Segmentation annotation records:

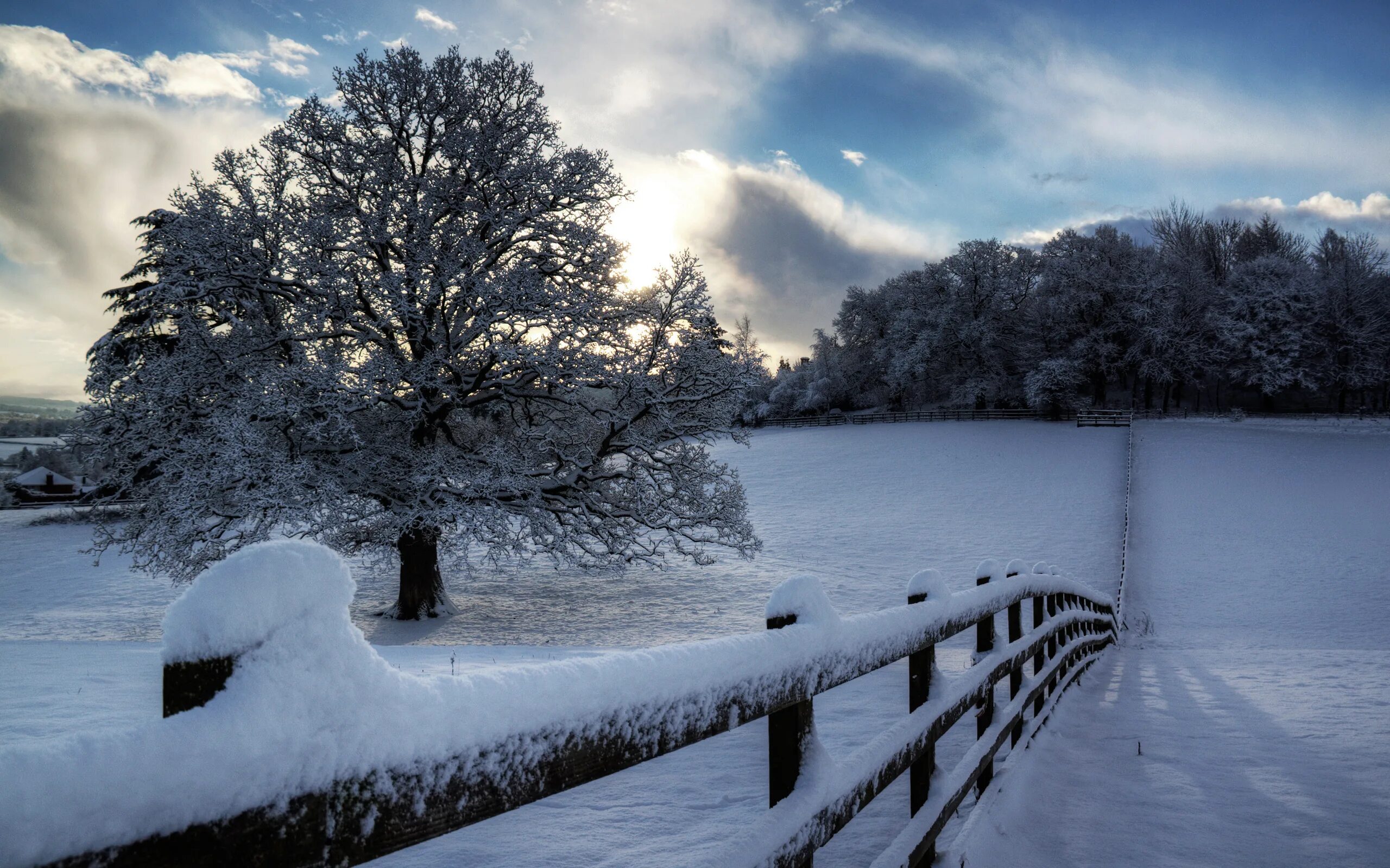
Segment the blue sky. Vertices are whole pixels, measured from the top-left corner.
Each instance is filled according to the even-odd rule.
[[[1183,199],[1390,239],[1386,3],[0,4],[0,392],[75,396],[125,221],[406,40],[535,64],[635,190],[642,279],[706,262],[799,354],[849,283]]]

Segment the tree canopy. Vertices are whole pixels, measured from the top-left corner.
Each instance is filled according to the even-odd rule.
[[[404,47],[335,81],[136,221],[83,432],[145,507],[97,547],[177,576],[285,532],[395,549],[400,617],[441,604],[441,544],[753,553],[705,446],[758,360],[689,254],[624,289],[627,190],[560,140],[531,67]],[[406,594],[417,572],[432,587]]]

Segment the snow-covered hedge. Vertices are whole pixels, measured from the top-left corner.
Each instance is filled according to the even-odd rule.
[[[955,594],[926,576],[915,583],[929,589],[926,603],[840,618],[813,581],[798,579],[769,604],[769,614],[806,617],[785,629],[424,679],[386,664],[352,624],[354,585],[336,554],[309,542],[252,546],[199,576],[165,619],[167,660],[236,656],[211,701],[133,729],[0,749],[0,865],[286,806],[388,771],[428,781],[443,765],[507,783],[585,743],[621,743],[635,762],[1026,596],[1109,606],[1040,572]]]

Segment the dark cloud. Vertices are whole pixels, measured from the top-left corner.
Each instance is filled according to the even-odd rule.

TASK TO COMPLETE: Repeat the stretch from the line containing "Segment the dark" through the last of the lines above, word for word.

SOLUTION TO THE EXERCISE:
Segment the dark cloud. Vertices are whole pixels, measured from the top-left corner.
Each instance is filled according to the even-odd rule.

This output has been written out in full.